## GIVEN RECORDS
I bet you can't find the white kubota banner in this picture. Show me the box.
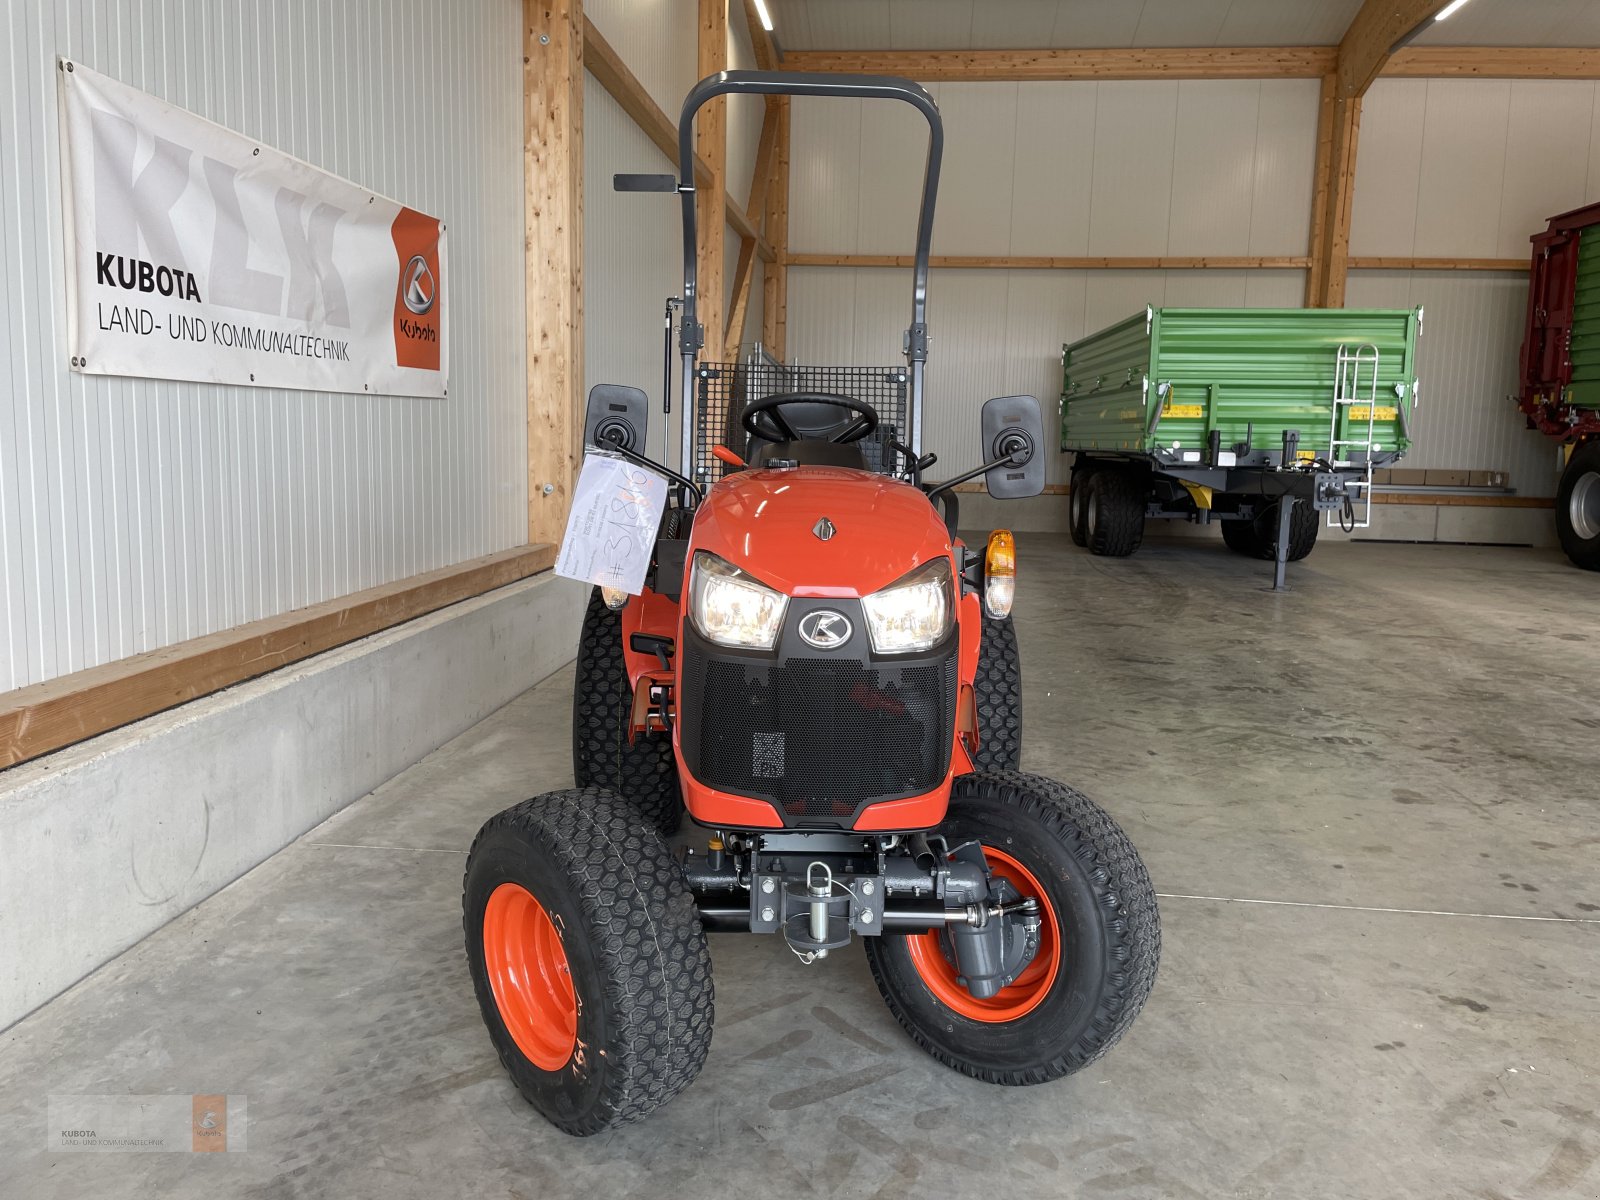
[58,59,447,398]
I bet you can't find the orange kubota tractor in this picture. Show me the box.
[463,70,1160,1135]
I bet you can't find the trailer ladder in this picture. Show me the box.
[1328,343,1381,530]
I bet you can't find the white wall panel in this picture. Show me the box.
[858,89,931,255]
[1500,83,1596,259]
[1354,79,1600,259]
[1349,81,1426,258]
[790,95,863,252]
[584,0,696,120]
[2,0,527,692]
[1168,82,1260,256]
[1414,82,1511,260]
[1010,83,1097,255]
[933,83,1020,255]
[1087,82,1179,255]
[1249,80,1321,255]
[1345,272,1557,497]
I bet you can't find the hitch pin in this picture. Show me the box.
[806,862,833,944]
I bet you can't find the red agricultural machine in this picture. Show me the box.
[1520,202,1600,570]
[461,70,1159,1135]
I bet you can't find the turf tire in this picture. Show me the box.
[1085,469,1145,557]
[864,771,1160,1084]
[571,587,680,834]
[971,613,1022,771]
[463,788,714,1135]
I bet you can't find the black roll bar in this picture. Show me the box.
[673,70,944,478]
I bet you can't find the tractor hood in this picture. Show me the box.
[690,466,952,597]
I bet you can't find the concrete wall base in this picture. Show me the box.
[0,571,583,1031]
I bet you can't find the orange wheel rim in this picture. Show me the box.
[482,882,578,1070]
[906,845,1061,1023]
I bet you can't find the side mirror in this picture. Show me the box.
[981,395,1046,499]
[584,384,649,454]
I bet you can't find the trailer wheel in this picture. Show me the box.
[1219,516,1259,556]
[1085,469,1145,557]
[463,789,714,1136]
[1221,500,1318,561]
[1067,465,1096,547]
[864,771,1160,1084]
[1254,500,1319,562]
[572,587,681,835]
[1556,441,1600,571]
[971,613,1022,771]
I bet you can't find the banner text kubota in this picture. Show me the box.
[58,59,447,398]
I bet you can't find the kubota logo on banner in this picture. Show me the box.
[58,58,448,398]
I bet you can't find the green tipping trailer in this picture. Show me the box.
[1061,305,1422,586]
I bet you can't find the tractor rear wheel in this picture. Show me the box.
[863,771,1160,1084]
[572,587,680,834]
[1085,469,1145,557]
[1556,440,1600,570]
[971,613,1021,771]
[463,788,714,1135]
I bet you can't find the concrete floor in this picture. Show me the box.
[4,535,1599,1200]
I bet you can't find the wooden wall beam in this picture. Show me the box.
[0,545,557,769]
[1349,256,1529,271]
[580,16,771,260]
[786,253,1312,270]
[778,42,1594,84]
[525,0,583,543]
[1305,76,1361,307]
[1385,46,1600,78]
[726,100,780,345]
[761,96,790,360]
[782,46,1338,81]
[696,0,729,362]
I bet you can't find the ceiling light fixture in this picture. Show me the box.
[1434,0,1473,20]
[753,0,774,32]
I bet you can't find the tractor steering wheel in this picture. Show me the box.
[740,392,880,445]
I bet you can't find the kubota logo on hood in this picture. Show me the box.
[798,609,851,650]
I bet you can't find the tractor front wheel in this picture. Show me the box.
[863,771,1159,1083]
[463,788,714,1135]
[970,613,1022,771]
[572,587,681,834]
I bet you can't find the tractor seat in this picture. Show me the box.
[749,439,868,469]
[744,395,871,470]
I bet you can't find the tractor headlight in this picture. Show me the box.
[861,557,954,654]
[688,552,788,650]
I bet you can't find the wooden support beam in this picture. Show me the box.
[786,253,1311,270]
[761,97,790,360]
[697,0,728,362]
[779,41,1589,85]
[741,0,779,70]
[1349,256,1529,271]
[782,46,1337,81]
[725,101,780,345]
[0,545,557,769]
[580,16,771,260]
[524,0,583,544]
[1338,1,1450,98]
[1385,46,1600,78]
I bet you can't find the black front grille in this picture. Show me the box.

## WHAT YOU WILL DO
Give the data back exactly, omitting all pictures.

## SOLUTION FOR THIS EXERCISE
I bet you can't find the white kubota banner in this picture. Show me the box.
[58,59,447,398]
I bet you can't find the orange kubota tractor in this picture. Show me the box.
[463,70,1160,1135]
I bet you can't find the trailer ladder in this picture. Show me the box.
[1328,343,1381,530]
I bet you can't find the white wall panel in this picture. Show me the box.
[858,89,931,255]
[1500,83,1596,259]
[1354,79,1600,259]
[1349,81,1426,258]
[790,95,863,252]
[584,0,696,120]
[2,0,527,692]
[1168,82,1260,256]
[1414,82,1511,260]
[1010,83,1097,255]
[933,83,1020,255]
[1087,82,1179,255]
[1249,80,1321,255]
[1345,272,1557,497]
I bet you can't find the hitch pin in this picture. Show me the box.
[806,862,833,944]
I bet you can't find the red agricultural machine in this picture. Show me the box.
[1520,202,1600,570]
[461,70,1159,1135]
I bet you can't find the turf tire in this picture. Show me the box.
[1085,469,1145,557]
[864,771,1160,1084]
[571,587,680,834]
[971,613,1022,771]
[463,788,714,1135]
I bet you can't find the black roll bar in this picture. Show me the box.
[673,70,944,478]
I bet you can't find the tractor hood in this picture. Show me the box.
[690,466,952,597]
I bet you can't find the concrete wall base in this picture. Show me the box.
[0,571,583,1031]
I bet you can't find the orange wheel rim in this picture. Show me the box.
[482,882,578,1070]
[906,845,1061,1023]
I bet you can't find the side mirror in this picture. Show me the box.
[981,395,1046,499]
[584,384,649,454]
I bet you can't find the trailer wheel in this picture. Show me the box.
[1219,516,1259,556]
[1085,469,1145,557]
[463,789,714,1136]
[1221,500,1318,561]
[1067,465,1096,547]
[864,771,1160,1084]
[1254,500,1319,562]
[572,587,681,835]
[1556,441,1600,571]
[971,613,1022,771]
I bet you can't find the banner text kubota in this picture. Show me the box.
[58,59,447,398]
I bet you can't find the kubota logo on banner in this picture. Show me the box.
[58,58,448,398]
I bet you can't find the green tipping trailer in this picture. Show me the box.
[1061,305,1422,586]
I bet you can't find the tractor rear wheel in this picture. Show me the box.
[863,771,1160,1084]
[572,587,680,834]
[1085,469,1145,557]
[1556,440,1600,570]
[971,613,1021,771]
[463,788,714,1135]
I bet you can't find the concrete floor in this picture. Show me the box.
[4,535,1599,1200]
I bet you can't find the wooden wall beam in this picture. Show me the box.
[0,545,557,769]
[1349,256,1529,271]
[580,16,771,260]
[786,253,1312,270]
[778,42,1594,84]
[525,0,583,543]
[1305,76,1361,307]
[1385,46,1600,78]
[726,100,780,345]
[761,96,790,360]
[782,46,1338,81]
[696,0,729,362]
I bet you can't find the ceiling light fixture in this picture. Show me the box.
[1434,0,1473,20]
[753,0,774,32]
I bet you can't find the tractor steering wheel in this picture. Show me the box.
[740,392,880,445]
I bet you can't find the kubota logo on hood in this picture. Show me the box.
[798,609,851,650]
I bet you can't find the tractor front wheel in this picture. Show me the box.
[863,771,1159,1083]
[463,788,714,1135]
[970,613,1022,771]
[572,587,681,834]
I bet you can't find the tractor seat in this picture. Show me the box.
[749,439,868,469]
[744,395,871,470]
I bet you can't find the tractor headlight in this picture. Show me the box.
[861,557,954,654]
[688,552,788,650]
I bet you can't find the wooden support beam in this picture. Show me the box.
[786,253,1311,270]
[761,97,790,360]
[697,0,728,362]
[779,41,1589,85]
[741,0,779,70]
[1349,256,1529,271]
[782,46,1337,81]
[725,101,780,345]
[0,545,557,769]
[580,16,771,260]
[524,0,583,544]
[1338,1,1450,98]
[1385,46,1600,78]
I bet you can't find the black front grille in this picture. Show me the box.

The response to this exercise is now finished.